Data Visualization

Objectives

Now that we have our programming foundation in place, let’s revisit our goal of making our work reproducible, shareable, and beautiful. This week, we’ll discuss how to make data visualizations in R using the {ggplot2} package. This package will allow you to make a large variety of plots, which are useful for exploratory data analysis as well as for generating publication-quality figures. We’ll go over the most common types of data visualizations, as well as principles for when you should use one type of plot versus another.

Key concepts

categorical, continuous, ordinal, nominal, numeric, observation, factor, geom, mapping, scales, themes, tidy data

Readings

You should read this chapter before you come to class:

Applied Data Skills - Chapter 3: Data Visualization

We will also discuss content from this chapter:

Applied Data Skills - Chapter 10: Customizing Visualizations

In-class exercises

We will follow along with the examples given in the textbook. Create an R project called visualization, and save today’s work in an R markdown report called plots.Rmd. We will also go over the dataset that you’ll use for your assignment this week.

Weekly assignment

This week, you will recreate figures from the following paper:

Przybylski, A. K., & Weinstein, N. (2017). A Large-Scale Test of the Goldilocks Hypothesis: Quantifying the Relations Between Digital-Screen Use and the Mental Well-Being of Adolescents. Psychological Science, 28(2), 204-215. link

Your goal is to use ggplot to recreate Figures 1 and 2 from this paper as closely as possible. Use the starter notebook to get started (right-click > Save Link As). This notebook will take care of the preliminary processing steps necessary to get the dataset ready for visualization. In addition to recreating Figures 1 and 2, you will also generate a new visualization of your choice, using a different kind of geom.

See also the screentime page for more information about the dataset.

┄┄┄┄┄┄┄┄┄┄

Work instructions. Reproduce the data visualization course page above word for word, from its title to its final line.

┄┄┄┄┄┄┄┄┄┄

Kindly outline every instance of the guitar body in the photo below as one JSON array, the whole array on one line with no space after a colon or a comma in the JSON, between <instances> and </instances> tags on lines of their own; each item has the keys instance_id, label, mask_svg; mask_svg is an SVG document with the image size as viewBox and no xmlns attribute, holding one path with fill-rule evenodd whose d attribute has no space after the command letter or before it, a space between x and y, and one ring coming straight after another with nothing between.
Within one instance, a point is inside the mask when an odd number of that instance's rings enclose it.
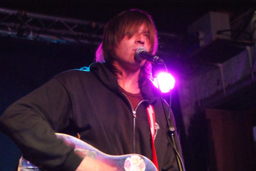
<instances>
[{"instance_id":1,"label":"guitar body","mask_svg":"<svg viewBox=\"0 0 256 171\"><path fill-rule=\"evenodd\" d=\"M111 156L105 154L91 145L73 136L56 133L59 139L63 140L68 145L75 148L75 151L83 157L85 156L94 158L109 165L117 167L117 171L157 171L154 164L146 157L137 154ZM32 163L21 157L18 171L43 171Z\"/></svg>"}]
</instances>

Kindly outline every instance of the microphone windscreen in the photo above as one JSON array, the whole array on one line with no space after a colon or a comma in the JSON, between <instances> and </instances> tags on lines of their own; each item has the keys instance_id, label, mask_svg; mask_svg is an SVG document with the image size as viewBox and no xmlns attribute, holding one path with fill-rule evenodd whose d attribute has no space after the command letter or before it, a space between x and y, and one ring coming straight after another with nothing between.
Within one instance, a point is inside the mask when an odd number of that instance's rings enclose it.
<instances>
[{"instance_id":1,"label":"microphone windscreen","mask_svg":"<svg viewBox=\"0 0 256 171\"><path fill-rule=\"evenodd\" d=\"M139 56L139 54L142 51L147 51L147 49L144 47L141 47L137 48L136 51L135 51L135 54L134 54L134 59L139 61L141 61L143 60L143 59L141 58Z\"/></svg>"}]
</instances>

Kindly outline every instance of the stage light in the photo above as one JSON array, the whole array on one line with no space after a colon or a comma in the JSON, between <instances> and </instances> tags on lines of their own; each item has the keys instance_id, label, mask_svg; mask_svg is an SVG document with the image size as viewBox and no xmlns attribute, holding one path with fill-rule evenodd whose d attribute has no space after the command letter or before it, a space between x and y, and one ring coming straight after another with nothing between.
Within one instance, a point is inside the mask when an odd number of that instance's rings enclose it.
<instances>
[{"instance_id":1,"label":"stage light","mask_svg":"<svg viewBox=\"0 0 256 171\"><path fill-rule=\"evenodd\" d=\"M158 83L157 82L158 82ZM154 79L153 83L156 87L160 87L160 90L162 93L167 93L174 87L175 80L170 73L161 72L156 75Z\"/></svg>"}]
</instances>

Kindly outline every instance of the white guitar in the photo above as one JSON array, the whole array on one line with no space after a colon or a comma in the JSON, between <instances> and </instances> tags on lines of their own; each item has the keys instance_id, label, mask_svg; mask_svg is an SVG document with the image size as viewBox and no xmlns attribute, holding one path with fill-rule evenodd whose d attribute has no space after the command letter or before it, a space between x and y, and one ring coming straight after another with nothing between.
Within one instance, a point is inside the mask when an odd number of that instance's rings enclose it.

┄┄┄┄┄┄┄┄┄┄

Solution below.
Data Visualization

Objectives

Now that we have our programming foundation in place, let’s revisit our goal of making our work reproducible, shareable, and beautiful. This week, we’ll discuss how to make data visualizations in R using the {ggplot2} package. This package will allow you to make a large variety of plots, which are useful for exploratory data analysis as well as for generating publication-quality figures. We’ll go over the most common types of data visualizations, as well as principles for when you should use one type of plot versus another.

Key concepts

categorical, continuous, ordinal, nominal, numeric, observation, factor, geom, mapping, scales, themes, tidy data

Readings

You should read this chapter before you come to class:

Applied Data Skills - Chapter 3: Data Visualization

We will also discuss content from this chapter:

Applied Data Skills - Chapter 10: Customizing Visualizations

In-class exercises

We will follow along with the examples given in the textbook. Create an R project called visualization, and save today’s work in an R markdown report called plots.Rmd. We will also go over the dataset that you’ll use for your assignment this week.

Weekly assignment

This week, you will recreate figures from the following paper:

Przybylski, A. K., & Weinstein, N. (2017). A Large-Scale Test of the Goldilocks Hypothesis: Quantifying the Relations Between Digital-Screen Use and the Mental Well-Being of Adolescents. Psychological Science, 28(2), 204-215. link

Your goal is to use ggplot to recreate Figures 1 and 2 from this paper as closely as possible. Use the starter notebook to get started (right-click > Save Link As). This notebook will take care of the preliminary processing steps necessary to get the dataset ready for visualization. In addition to recreating Figures 1 and 2, you will also generate a new visualization of your choice, using a different kind of geom.

See also the screentime page for more information about the dataset.